Required work.
Rewrite the rows below, replacing "Return" with "Give" and leaving everything else unchanged.

....................

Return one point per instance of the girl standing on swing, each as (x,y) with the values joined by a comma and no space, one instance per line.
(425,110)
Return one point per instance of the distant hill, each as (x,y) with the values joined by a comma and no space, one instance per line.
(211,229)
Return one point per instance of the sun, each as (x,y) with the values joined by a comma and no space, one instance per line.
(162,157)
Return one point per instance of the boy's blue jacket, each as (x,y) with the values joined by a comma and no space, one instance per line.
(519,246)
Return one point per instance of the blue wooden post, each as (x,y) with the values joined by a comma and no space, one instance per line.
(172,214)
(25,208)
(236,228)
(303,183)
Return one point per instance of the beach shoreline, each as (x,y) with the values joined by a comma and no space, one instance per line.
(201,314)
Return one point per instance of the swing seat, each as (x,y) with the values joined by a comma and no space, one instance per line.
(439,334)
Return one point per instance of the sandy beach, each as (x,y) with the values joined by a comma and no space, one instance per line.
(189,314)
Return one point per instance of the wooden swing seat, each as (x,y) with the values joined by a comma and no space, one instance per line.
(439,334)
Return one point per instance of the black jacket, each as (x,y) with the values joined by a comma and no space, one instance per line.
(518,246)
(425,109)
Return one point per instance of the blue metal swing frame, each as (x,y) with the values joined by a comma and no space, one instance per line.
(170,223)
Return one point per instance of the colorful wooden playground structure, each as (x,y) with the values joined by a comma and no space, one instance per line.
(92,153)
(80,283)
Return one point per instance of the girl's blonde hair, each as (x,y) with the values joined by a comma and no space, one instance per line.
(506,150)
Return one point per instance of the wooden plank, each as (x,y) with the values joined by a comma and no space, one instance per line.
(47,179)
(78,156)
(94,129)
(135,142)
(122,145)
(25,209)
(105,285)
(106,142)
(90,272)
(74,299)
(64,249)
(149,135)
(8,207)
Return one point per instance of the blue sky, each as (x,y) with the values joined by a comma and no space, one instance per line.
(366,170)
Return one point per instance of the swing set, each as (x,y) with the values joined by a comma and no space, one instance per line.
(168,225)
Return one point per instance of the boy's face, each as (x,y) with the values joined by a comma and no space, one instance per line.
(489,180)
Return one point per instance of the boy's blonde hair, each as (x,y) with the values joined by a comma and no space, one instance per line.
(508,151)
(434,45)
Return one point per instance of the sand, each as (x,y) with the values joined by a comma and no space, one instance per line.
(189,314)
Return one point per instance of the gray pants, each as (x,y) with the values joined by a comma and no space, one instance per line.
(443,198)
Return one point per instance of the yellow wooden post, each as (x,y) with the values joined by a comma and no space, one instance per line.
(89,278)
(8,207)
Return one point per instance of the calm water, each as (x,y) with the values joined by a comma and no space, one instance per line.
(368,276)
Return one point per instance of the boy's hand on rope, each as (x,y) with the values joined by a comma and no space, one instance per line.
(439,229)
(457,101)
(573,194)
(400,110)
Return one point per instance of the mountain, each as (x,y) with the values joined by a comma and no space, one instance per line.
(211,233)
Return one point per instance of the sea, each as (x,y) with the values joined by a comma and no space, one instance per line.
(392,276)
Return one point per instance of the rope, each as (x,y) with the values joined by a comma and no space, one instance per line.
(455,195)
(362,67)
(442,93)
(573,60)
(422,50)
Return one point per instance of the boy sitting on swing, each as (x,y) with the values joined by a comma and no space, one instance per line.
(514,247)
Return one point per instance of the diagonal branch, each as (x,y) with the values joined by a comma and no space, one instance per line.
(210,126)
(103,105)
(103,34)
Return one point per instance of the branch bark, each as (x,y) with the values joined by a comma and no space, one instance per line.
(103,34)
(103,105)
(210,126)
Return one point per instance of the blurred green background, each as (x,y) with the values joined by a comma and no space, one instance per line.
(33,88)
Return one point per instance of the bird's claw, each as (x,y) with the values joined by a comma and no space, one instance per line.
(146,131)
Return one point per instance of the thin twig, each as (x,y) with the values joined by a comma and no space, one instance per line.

....................

Exercise solution.
Give one point per instance of the girl standing on swing, each as (x,y) with the values joined by a comma and no space, one instance per line.
(425,110)
Give one point per instance of the distant hill, each as (x,y) with the values joined by a comma and no space, one instance per line.
(211,229)
Give one point per instance of the sun, each as (x,y) with the values joined by a comma and no space, one instance per line.
(162,157)
Give one point per instance of the boy's blue jacket, each as (x,y) with the values joined by a comma and no space, one instance per line.
(519,246)
Give one point per instance of the blue wooden post, each as (x,y) with the values joined by a comma and no space, one instance per line.
(172,214)
(25,208)
(236,228)
(303,183)
Give one point per instance of the beach shoreline, each as (x,y) with the values joined by a comma and no space, one instance per line.
(201,314)
Give one point per instance of the swing seat, each as (x,y) with the values joined by a comma and no space, one instance per line.
(439,334)
Give one point per instance of the sandy beach, each as (x,y) with the values joined by a comma and no space, one instance per line.
(189,314)
Give one point per instance of the wooden swing seat, each as (x,y) with the values joined by a comma and no space, one instance per line.
(439,334)
Give one point per instance of the black jacket, each as (x,y) with the values joined by a comma and no space, one instance per line.
(518,246)
(425,109)
Give one point per instance of the blue metal swing frame, each as (x,y) with the values joined by a comma and no space, one instance per line.
(170,223)
Give one point per instance of the colorful wooden playground structure, each as (x,y) with the values joined by a comma and no space, one instance per line.
(92,153)
(80,283)
Give one point per instance of the girl's blonde hair, each as (x,y) with the values joined by a comma and no space, one instance per line.
(506,150)
Give one point per instance of the wooden plank, each as (x,y) with the values joined by a comma and no space, one instance per line.
(47,179)
(78,156)
(94,129)
(135,142)
(122,145)
(25,209)
(105,285)
(106,142)
(90,272)
(74,299)
(64,249)
(149,135)
(8,207)
Give one point per instance of the blue sky, each as (x,y) with the values joined by a comma and no space, one instance per line.
(366,170)
Give one point per instance of the swing set, each as (x,y) with the values joined by a comma and no space, one instance per line.
(168,225)
Give one point per instance of the boy's face, each as (x,y) with the values joined by a comma and no space, one instance per line.
(489,180)
Give one point per instance of the boy's blonde hair, each as (x,y) with the values joined by a comma and no space, one instance per line.
(508,151)
(434,45)
Give one point per instance of the sand, each as (x,y) with the values joined by a comma and no space, one instance per line.
(189,314)
Give one point per instance of the gray pants, each as (x,y) with the values joined by a comma and no space, one instance per line.
(443,198)
Give one point per instance of the yellow wooden post, each as (x,y) with the values joined by a comma and no space, one instance per line.
(89,278)
(8,207)
Give one point per instance of the calm water, each as (x,y) with the values joined by a comma and no space, one instance per line.
(368,276)
Give one point per instance of the boy's hand on rope, each as (x,y) with the values joined by a comma and no space, one instance per line.
(439,229)
(457,101)
(573,194)
(400,110)
Give one point per instance of the mountain, each as (x,y) with the values joined by a comma and no space, one instance per line.
(211,233)
Give one point per instance of the sea, each as (x,y) with the values joined by a comma and no space, one instance per line.
(392,276)
Give one point per instance of the rope, each as (x,y) with the values joined by a comma and no space, one instance per line.
(455,195)
(362,67)
(442,93)
(573,60)
(422,50)
Give one point per instance of the boy sitting on swing, each as (x,y) with the values joined by a comma and no space, one instance per line.
(514,247)
Give one point per instance of the diagonal branch, each as (x,y) with the values joined by a comma and no space, one instance per line.
(210,126)
(103,105)
(103,34)
Give one point per instance of the branch bark, each as (x,y) with the values joined by a comma and no space, one instance per line.
(103,34)
(103,105)
(210,126)
Give one point per instance of the blurred green background, each as (x,y) with the values joined by a comma and no space, one instance per line.
(33,88)
Give one point per instance of the bird's claw, each as (x,y) with the values joined by a comma and no space, one instance per line.
(146,131)
Give one point per instance of the thin twig, each as (x,y) with the values joined by a comma and no space, one instance per line.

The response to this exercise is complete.